• [What this task involves]:
Write the listing out again, all of it, word for word.
• • • • • • •
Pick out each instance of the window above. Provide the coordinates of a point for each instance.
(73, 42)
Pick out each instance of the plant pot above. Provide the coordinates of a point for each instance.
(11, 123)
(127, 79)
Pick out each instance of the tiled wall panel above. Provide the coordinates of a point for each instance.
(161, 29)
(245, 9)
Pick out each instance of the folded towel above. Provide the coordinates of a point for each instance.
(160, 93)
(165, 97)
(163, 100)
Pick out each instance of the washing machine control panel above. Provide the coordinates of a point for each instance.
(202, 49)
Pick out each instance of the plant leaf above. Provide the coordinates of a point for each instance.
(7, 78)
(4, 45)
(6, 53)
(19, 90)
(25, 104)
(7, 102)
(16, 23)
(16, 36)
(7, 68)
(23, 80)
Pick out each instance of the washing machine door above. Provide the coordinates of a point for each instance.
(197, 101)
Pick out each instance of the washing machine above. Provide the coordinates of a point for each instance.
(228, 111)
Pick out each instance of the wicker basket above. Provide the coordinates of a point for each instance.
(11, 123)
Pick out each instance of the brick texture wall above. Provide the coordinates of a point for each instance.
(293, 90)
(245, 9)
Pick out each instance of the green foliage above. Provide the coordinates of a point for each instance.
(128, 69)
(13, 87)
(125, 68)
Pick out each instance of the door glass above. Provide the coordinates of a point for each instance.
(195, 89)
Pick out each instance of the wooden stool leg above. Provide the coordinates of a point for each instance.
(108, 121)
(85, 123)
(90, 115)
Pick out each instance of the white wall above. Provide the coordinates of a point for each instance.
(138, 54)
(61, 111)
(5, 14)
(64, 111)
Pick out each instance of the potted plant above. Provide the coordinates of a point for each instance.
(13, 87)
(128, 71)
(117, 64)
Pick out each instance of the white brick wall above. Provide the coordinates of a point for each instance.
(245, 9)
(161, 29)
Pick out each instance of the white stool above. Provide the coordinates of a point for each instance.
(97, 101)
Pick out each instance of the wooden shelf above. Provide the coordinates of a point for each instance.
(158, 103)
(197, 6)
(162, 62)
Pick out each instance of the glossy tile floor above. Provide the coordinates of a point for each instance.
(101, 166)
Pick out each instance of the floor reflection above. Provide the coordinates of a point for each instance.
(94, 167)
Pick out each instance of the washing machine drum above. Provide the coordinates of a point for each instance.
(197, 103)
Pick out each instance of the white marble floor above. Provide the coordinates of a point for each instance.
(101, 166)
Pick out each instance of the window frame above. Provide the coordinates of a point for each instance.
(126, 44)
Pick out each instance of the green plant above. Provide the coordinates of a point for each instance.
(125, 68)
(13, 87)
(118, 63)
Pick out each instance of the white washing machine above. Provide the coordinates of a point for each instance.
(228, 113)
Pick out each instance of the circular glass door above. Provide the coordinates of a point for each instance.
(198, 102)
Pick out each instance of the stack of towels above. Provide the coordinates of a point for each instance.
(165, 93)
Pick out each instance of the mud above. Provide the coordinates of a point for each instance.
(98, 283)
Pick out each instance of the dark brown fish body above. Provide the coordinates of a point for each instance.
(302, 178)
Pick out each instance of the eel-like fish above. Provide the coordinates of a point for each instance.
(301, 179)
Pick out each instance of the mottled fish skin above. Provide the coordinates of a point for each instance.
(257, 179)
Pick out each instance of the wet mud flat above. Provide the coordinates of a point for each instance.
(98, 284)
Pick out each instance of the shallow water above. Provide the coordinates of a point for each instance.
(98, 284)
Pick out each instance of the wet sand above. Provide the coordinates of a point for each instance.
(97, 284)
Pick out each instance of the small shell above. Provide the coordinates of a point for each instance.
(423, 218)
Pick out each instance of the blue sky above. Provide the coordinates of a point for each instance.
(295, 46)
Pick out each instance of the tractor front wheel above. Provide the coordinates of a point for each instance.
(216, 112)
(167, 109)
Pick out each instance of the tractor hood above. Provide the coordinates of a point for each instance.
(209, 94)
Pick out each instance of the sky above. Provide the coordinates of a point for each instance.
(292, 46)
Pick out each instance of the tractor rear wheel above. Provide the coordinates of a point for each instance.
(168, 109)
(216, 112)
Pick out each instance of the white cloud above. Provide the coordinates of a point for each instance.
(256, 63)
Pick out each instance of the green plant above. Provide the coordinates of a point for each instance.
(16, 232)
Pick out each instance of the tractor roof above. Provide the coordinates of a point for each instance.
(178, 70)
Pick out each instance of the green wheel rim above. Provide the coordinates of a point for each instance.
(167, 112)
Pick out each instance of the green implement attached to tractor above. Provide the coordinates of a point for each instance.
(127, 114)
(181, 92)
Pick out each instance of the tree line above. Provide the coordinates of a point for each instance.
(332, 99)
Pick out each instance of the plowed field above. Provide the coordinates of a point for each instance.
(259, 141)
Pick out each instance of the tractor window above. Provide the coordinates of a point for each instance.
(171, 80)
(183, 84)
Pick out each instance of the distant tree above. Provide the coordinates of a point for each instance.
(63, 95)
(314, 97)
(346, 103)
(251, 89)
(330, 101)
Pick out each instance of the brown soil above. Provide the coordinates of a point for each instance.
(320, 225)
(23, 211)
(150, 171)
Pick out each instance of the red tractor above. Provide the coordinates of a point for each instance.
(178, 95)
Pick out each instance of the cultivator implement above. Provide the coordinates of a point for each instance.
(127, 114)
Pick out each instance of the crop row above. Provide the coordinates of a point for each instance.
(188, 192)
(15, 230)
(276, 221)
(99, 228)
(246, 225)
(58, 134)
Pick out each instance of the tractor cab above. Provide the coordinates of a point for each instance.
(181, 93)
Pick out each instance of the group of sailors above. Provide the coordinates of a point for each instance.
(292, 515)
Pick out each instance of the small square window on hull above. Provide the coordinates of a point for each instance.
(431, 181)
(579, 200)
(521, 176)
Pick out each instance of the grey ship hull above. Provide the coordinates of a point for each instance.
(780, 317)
• • • • • • •
• [Written answer]:
Pick out each instance of the window above. Provide the coordinates of a point for each instance.
(73, 42)
Pick out each instance of the plant pot above. Provide the coordinates of a point for each instance.
(11, 123)
(127, 79)
Pick out each instance of the tiled wall panel above. Provide the coordinates of a point for each instance.
(161, 29)
(245, 9)
Pick out each instance of the folded towel above. Provide the coordinates of a point for each instance.
(160, 93)
(165, 97)
(163, 100)
Pick out each instance of the washing machine control panel above. Provide the coordinates of a point for each instance.
(202, 49)
Pick out each instance of the plant leaf above. Provide the coordinates of a point for each instance.
(7, 78)
(4, 45)
(6, 53)
(19, 90)
(25, 104)
(7, 102)
(16, 23)
(16, 36)
(7, 68)
(23, 80)
Pick out each instance of the washing machine door above. Provide the coordinates of a point for each instance.
(197, 101)
Pick out each instance of the washing machine above. Provide the coordinates of a point for each instance.
(228, 111)
Pick out each instance of the wicker basket above. Provide the coordinates of a point for each instance.
(11, 123)
Pick out each instance of the brick texture wall above. Provide the coordinates of a point for each instance.
(293, 90)
(245, 9)
Pick out each instance of the green foliage above. Provide the coordinates of a point for each instance.
(128, 69)
(13, 87)
(125, 68)
Pick out each instance of the door glass above. Provide the coordinates of a point for each instance.
(195, 89)
Pick out each instance of the wooden stool leg above. Provide the coordinates of a point for each instance.
(108, 121)
(85, 123)
(90, 115)
Pick out each instance of the white wall above. Provide the coordinates of a point for each instance.
(138, 54)
(61, 111)
(5, 14)
(64, 111)
Pick out each instance of the potted plant above. Provide the coordinates of a point for each instance.
(13, 87)
(128, 71)
(117, 64)
Pick out each instance of the white brick wall above. Provide the coordinates of a point for each instance.
(245, 9)
(161, 29)
Pick out each instance of the white stool above. Provide the coordinates of a point for each instance.
(97, 101)
Pick out each instance of the wooden shelf above. Provide the coordinates of a point for each instance.
(158, 103)
(197, 6)
(162, 62)
Pick out each instance of the glossy tile floor above. Provide the coordinates of a point for each instance.
(101, 166)
Pick out each instance of the floor reflection above. Provide the coordinates of a point for each instance.
(94, 167)
Pick out each instance of the washing machine drum above. Provide the coordinates of a point for each instance.
(197, 103)
Pick out each instance of the white marble floor above. Provide the coordinates of a point for each instance.
(101, 166)
Pick out each instance of the window frame above. Provide the coordinates of a point for each instance.
(126, 44)
Pick out each instance of the green plant above. Provide the coordinates of a point for each instance.
(125, 68)
(13, 87)
(118, 63)
Pick out each instance of the white washing machine above. Provide the coordinates of a point for each instance.
(228, 113)
Pick out each instance of the circular glass door above. Provide the coordinates of a point for each instance.
(198, 102)
Pick out each instance of the stack of towels above. Provide the coordinates of a point for each instance.
(165, 93)
Pick out each instance of the mud above. Provide the coordinates of a point for each instance.
(98, 283)
Pick out each instance of the dark brown fish body above. Provide the coordinates of a point for each instance.
(302, 178)
Pick out each instance of the eel-like fish above. Provide the coordinates of a point for each instance.
(301, 179)
Pick out each instance of the mottled fish skin above. Provide the coordinates of a point for each instance.
(257, 179)
Pick out each instance of the wet mud flat above. Provide the coordinates of a point for each instance.
(98, 284)
Pick out each instance of the shallow water above. Provide the coordinates of a point for each instance.
(98, 284)
Pick out each instance of the wet sand above. Provide the coordinates of a point for each instance.
(97, 284)
Pick out each instance of the small shell above. Provide the coordinates of a point for each instance.
(423, 218)
Pick out each instance of the blue sky above. Provide the coordinates of a point for each instance.
(295, 46)
Pick out each instance of the tractor front wheel above. Provide the coordinates of a point for each instance.
(216, 112)
(167, 109)
Pick out each instance of the tractor hood above. Provide the coordinates of a point for each instance.
(209, 94)
Pick out each instance of the sky above. Provide the coordinates of a point for each instance.
(292, 46)
Pick out each instance of the tractor rear wheel above. Provide the coordinates of a point for each instance.
(168, 109)
(216, 112)
Pick out each instance of the white cloud above. Provide the coordinates of a point for each instance.
(256, 63)
Pick out each instance of the green plant above. Provide the coordinates of a point for each instance.
(16, 232)
Pick out each instance of the tractor roof above. Provide the coordinates of a point for each instance.
(178, 70)
Pick out each instance of the green wheel rim above. Provide the coordinates of a point for each instance.
(167, 112)
Pick out each instance of the green implement attached to tractor above. Provide the coordinates of a point for each instance.
(127, 114)
(181, 92)
Pick out each instance of the tree line above. Provide the coordinates of a point for each instance.
(332, 99)
Pick out each instance of the plowed field above. Provide the coordinates of a point for each instance.
(259, 141)
Pick out each instance of the tractor window above. Provide the coordinates of a point for each instance.
(171, 80)
(183, 84)
Pick out each instance of the distant tree above. Provide the coordinates of a point for each instance.
(63, 95)
(314, 97)
(346, 103)
(251, 89)
(330, 101)
Pick out each instance of the brown soil above. Provide the coordinates of a point for each instance.
(320, 225)
(23, 211)
(150, 171)
Pick out each instance of the red tractor above. Provide the coordinates of a point for each instance.
(178, 95)
Pick out each instance of the cultivator implement above. Provide the coordinates of a point for each instance.
(127, 114)
Pick out each instance of the crop row above. Provide the coordinates of a point for each instance.
(188, 192)
(15, 230)
(276, 221)
(99, 228)
(246, 225)
(58, 134)
Pick out each instance of the tractor cab above. Provide the coordinates of a point for each instance.
(181, 93)
Pick out each instance of the group of sailors above. Provide the coordinates of a point for each instance.
(292, 515)
Pick out each instance of the small square window on hull above. Provide the coordinates of a point for each instance.
(431, 181)
(579, 200)
(521, 176)
Pick out each instance of the grey ship hull above. Provide the coordinates of a point for each instance.
(780, 317)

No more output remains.